Rewrite these rows with every "instance" changed to "object" and everything else left unchanged. Omit the pictures from your output.

start INPUT DATA

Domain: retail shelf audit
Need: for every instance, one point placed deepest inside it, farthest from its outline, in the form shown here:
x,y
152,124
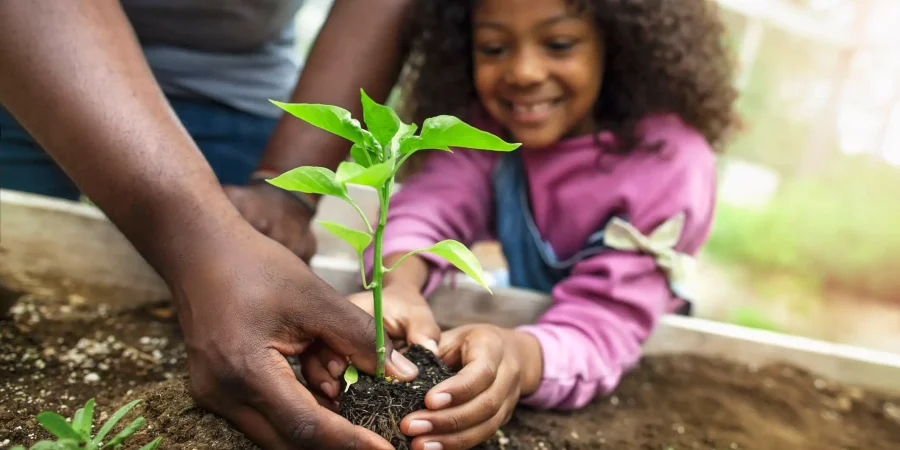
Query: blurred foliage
x,y
779,106
839,229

end INPUT DATA

- WRITTEN ANSWER:
Domain: retail shelf audit
Need: for every object, one point placed deepest inside it, farthest from its outline, in the form shown here:
x,y
152,124
Query: blurred foliage
x,y
779,106
839,229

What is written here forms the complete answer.